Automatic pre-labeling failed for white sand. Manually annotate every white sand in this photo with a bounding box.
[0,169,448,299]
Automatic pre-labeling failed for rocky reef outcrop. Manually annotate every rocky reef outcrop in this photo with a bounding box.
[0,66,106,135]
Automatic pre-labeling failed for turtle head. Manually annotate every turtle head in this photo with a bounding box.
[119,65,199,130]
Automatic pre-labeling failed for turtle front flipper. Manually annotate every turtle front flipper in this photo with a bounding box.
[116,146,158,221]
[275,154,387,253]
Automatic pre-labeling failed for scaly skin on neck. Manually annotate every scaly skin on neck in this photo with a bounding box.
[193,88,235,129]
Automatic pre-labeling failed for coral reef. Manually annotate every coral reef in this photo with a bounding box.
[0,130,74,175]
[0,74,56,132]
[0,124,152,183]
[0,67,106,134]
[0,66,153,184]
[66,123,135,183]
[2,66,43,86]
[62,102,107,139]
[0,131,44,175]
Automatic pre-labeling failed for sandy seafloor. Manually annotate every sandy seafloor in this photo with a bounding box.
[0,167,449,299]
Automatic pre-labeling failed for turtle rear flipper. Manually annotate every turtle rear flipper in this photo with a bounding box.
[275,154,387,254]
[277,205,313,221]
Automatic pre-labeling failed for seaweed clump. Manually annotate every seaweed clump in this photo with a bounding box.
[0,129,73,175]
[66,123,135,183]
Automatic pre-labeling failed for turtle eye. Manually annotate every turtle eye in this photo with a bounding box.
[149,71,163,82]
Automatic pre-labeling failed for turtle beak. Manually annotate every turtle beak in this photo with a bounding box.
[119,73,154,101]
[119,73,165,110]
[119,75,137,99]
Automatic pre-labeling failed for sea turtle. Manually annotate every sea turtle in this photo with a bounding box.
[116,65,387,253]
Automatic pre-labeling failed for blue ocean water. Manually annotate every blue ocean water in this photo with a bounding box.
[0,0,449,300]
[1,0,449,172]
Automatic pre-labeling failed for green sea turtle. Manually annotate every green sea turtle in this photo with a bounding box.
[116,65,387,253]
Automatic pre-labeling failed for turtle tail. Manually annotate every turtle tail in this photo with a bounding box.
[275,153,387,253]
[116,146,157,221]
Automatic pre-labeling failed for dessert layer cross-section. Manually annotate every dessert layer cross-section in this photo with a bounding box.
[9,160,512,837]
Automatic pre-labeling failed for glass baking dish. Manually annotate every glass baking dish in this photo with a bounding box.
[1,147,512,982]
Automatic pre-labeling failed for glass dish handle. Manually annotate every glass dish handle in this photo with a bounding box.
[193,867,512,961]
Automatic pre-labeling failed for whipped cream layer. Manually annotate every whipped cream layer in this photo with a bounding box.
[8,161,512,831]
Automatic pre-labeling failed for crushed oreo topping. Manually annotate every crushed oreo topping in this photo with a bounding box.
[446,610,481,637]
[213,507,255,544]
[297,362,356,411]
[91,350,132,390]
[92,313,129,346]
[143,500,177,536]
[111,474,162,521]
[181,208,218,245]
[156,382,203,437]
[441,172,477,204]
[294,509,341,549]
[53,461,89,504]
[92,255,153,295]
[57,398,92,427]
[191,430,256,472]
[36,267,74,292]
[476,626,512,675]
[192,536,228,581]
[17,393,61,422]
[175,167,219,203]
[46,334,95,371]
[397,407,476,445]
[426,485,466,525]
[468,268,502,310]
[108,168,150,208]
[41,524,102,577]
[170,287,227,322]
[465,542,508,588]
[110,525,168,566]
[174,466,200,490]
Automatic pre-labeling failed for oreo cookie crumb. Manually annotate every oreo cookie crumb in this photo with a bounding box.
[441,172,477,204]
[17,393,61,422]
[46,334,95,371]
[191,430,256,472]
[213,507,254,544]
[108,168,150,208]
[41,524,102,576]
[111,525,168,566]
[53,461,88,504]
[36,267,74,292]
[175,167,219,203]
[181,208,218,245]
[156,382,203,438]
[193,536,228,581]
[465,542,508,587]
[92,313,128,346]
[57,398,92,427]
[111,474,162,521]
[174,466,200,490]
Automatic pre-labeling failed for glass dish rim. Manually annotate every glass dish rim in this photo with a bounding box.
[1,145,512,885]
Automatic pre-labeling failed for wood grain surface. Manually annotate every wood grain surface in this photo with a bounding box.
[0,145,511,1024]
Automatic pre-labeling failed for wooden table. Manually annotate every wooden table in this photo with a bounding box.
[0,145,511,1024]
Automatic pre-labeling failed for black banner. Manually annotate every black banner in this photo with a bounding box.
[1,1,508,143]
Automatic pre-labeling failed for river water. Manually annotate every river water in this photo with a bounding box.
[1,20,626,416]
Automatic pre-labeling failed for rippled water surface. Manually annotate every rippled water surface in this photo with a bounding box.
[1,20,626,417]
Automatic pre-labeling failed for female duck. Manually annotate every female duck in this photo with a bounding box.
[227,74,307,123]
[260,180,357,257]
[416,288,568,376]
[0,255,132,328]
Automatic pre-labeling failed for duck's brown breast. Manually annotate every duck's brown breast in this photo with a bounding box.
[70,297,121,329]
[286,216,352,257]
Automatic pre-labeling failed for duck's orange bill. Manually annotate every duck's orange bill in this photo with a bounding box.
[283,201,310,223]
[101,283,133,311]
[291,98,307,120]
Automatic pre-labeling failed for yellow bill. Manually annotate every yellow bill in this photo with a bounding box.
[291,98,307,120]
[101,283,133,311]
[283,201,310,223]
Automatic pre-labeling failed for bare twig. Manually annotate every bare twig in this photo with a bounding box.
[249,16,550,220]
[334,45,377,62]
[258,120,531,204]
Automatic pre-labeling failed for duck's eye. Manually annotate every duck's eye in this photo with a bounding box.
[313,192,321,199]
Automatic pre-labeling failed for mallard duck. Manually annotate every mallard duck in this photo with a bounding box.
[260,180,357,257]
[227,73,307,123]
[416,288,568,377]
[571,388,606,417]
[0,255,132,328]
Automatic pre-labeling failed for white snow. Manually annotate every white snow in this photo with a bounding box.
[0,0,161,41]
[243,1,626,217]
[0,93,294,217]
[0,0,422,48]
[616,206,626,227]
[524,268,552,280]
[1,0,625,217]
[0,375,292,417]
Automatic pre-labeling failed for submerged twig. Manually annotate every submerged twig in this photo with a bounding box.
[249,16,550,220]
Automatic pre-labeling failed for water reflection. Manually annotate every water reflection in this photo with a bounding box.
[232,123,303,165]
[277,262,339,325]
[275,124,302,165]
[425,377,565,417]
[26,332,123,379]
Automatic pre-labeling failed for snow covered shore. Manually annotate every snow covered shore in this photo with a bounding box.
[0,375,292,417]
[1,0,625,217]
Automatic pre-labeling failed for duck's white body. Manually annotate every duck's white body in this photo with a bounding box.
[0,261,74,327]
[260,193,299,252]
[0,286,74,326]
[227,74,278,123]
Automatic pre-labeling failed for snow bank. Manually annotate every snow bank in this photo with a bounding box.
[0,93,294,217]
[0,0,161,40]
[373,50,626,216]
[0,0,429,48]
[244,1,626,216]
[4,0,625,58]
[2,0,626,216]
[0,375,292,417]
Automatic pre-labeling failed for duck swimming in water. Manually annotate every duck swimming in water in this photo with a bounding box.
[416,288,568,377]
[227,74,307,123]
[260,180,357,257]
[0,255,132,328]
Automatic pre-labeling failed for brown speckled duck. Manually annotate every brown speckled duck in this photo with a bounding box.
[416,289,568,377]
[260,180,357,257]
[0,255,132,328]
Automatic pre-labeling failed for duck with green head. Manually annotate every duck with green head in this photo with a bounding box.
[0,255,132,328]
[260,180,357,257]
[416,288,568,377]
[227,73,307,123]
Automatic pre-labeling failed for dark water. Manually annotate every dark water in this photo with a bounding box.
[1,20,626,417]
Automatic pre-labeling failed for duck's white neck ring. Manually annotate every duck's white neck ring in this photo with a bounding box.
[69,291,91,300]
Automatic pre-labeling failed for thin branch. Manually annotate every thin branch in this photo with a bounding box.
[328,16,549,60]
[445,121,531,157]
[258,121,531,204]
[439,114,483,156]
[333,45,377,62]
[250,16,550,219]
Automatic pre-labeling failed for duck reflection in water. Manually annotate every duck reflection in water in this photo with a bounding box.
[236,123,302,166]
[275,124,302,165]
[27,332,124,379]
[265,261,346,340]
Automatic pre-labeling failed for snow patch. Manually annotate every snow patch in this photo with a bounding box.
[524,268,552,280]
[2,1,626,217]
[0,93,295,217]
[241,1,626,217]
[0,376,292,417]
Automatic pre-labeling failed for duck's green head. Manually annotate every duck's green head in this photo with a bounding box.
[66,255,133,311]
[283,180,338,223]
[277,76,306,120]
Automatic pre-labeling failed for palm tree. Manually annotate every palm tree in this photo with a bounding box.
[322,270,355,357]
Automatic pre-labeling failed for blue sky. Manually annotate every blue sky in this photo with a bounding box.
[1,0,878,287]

____

The lines to return run from the one containing "Automatic pre-labeling failed for duck's green" through the last line of the material above. Please reproduce them exactly.

RESULT -
Automatic pre-labeling failed for duck's green head. Manually annotate every duck's green head in this photo with a bounding box.
[66,255,133,311]
[283,180,338,223]
[277,76,306,120]
Automatic pre-labeling failed for palm tree. Manually annotate every palm tree in this photo with a bounding box.
[322,270,355,357]
Automatic pre-labeling failed for blue sky. Manually annotate every blue sky in this photo with a bounding box.
[1,0,878,287]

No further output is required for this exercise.